◆ **AVAILABLE DATA**:
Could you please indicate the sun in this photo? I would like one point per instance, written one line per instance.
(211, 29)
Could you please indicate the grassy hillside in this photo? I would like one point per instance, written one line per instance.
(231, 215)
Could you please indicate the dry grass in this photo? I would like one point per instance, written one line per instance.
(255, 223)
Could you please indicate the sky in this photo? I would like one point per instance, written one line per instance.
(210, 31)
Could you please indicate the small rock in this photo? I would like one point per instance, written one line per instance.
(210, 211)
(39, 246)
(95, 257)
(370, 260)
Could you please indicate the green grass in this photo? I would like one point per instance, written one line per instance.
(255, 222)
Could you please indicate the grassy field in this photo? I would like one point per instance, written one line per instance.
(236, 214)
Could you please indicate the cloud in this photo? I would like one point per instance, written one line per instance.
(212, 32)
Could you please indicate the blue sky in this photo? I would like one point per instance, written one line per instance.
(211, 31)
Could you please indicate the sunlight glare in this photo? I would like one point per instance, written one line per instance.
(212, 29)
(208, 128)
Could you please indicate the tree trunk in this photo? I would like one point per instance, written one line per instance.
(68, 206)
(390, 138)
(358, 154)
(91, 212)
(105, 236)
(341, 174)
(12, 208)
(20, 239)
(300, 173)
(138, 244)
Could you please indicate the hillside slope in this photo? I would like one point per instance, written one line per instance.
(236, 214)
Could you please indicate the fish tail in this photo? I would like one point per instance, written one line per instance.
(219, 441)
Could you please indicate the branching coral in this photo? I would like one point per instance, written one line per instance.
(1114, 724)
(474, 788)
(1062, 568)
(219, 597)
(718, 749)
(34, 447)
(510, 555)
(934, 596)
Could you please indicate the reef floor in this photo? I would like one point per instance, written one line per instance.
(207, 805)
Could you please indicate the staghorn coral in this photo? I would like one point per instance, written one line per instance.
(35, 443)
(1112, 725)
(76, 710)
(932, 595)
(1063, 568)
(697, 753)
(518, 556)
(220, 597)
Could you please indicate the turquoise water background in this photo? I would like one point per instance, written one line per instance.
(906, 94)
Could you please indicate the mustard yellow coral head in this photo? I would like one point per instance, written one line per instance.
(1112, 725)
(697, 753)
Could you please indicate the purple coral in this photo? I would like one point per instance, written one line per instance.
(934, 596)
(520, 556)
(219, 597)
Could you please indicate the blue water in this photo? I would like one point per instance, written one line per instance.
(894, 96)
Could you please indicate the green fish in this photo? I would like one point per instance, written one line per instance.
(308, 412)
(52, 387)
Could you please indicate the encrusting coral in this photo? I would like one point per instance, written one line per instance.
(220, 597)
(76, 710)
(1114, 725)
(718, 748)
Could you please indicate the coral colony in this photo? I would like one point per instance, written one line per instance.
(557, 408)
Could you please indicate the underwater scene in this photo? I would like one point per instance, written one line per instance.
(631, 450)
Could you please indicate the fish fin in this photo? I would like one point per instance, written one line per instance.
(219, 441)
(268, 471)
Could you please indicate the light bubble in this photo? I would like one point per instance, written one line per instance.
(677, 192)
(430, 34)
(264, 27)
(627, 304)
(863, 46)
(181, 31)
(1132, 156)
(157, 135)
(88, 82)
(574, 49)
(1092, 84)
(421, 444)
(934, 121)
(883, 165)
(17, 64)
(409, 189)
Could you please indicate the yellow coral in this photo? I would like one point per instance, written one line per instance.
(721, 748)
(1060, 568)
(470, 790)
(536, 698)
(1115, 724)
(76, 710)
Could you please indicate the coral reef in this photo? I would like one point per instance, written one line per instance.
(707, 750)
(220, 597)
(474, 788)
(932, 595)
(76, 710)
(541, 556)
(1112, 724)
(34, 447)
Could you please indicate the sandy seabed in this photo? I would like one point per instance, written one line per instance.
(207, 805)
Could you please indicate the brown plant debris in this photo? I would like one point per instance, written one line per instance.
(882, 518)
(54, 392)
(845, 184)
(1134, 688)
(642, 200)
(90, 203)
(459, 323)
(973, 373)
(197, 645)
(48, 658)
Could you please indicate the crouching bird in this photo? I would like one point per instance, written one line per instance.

◆ **INSTRUCTIONS TO FOLLOW**: Exactly as given, repeat every record above.

◆ **SOLVED EXERCISE**:
Could you please indicate the sun in this photo? I would like one point per instance, written one line per instance.
(211, 29)
Could you please indicate the grassy hillside in this photo? I would like one point per instance, written one line per instance.
(231, 215)
Could you please indicate the dry grass in this photo? I would like one point per instance, written one line per instance.
(255, 223)
Could you please indicate the sky in this photo? I would like one point per instance, written one line per instance.
(210, 31)
Could you please indicate the small rock in this photo? I would like one point per instance, written one line per instance.
(210, 211)
(39, 246)
(95, 257)
(370, 260)
Could you please indicate the green grass in this photo? I would like one point per instance, written one line per instance.
(255, 222)
Could you please indicate the grassy field in this photo? I would like one point per instance, written one line per instance.
(236, 214)
Could you please indicate the cloud in this photo? I would like one point per instance, written one line per instance.
(212, 32)
Could you please indicate the blue sky in this photo? I would like one point per instance, written one line per instance.
(211, 31)
Could you please indicate the sunlight glare in this photo? I would like one point per instance, written one line per instance.
(212, 29)
(208, 128)
Could you please indicate the tree trunk in this photo? I would like one point per instance, written one line per instance.
(68, 206)
(390, 138)
(358, 154)
(91, 212)
(105, 236)
(341, 174)
(12, 208)
(20, 239)
(300, 173)
(138, 244)
Could you please indicate the hillside slope in this photo? I would like one point per instance, written one line per instance.
(236, 214)
Could you please indicate the fish tail in this photo? I would like one point per instance, written one line per instance.
(219, 441)
Could you please indicate the branching coral in this photo? I would like one point per instance, written one line per instance.
(1114, 724)
(474, 788)
(1062, 568)
(219, 597)
(718, 749)
(34, 447)
(510, 555)
(934, 596)
Could you please indicate the reef floor in this photo? I would like one point per instance, written one line per instance.
(207, 805)
Could you please indicate the staghorn coral in this photo? I would like one point per instance, written one line per instance.
(35, 443)
(1112, 725)
(76, 710)
(932, 595)
(1063, 568)
(697, 753)
(518, 556)
(220, 597)
Could you please indicate the turquoise water background in this photo? I would like one point per instance, written one line per instance.
(906, 94)
Could you please indicate the mustard yellow coral head in this photo? I would like one point per instance, written one line per instance.
(1112, 725)
(697, 753)
Could you please indicate the purple coral in this photo? I would like one point per instance, written one line per instance.
(934, 596)
(520, 556)
(219, 597)
Could you please indicate the blue water in this photo? I would like one point per instance, written one line per instance.
(894, 96)
Could you please indicate the green fish in this photo? I would like one point per instance, written one line per instance.
(308, 412)
(52, 387)
Could you please indicate the encrusting coral in this photo? I would like one point per instance, written one line per instance.
(220, 597)
(76, 710)
(1114, 725)
(718, 748)
Could you please indicate the coral colony in this photo? I would like one point per instance, written one line per instance.
(557, 408)
Could you please indicate the underwater scene in this photo? I would like one point per instance, written one line per instance.
(631, 450)
Could you please indicate the fish fin in this photo? I would like one point per instance, written one line per instance.
(219, 441)
(268, 471)
Could you please indicate the light bubble in this photo? I would like one point per instance, written one line per instance.
(677, 192)
(430, 34)
(264, 27)
(627, 304)
(863, 46)
(181, 31)
(1132, 156)
(157, 135)
(88, 82)
(574, 49)
(1092, 84)
(421, 444)
(934, 121)
(883, 165)
(17, 64)
(409, 189)
Could you please indicate the yellow coral in this photo? I would like one point per instance, written one line per instance.
(721, 748)
(1060, 568)
(470, 790)
(536, 698)
(1115, 724)
(76, 710)
Could you please indicate the coral reef in this photo? I would like one point per instance, written one line per instance.
(707, 750)
(220, 597)
(474, 788)
(932, 595)
(76, 710)
(541, 556)
(1112, 724)
(34, 447)
Could you please indicate the sandy seabed in this photo? I would like one point per instance, written one line per instance.
(207, 805)
Could you please indicate the brown plant debris in this photo? I would like one point per instance, written one line per instance.
(882, 518)
(54, 392)
(845, 184)
(1134, 688)
(642, 200)
(90, 203)
(459, 323)
(973, 373)
(197, 645)
(48, 658)
Could you please indicate the crouching bird in this photo? I would like one point per instance, written one line per instance.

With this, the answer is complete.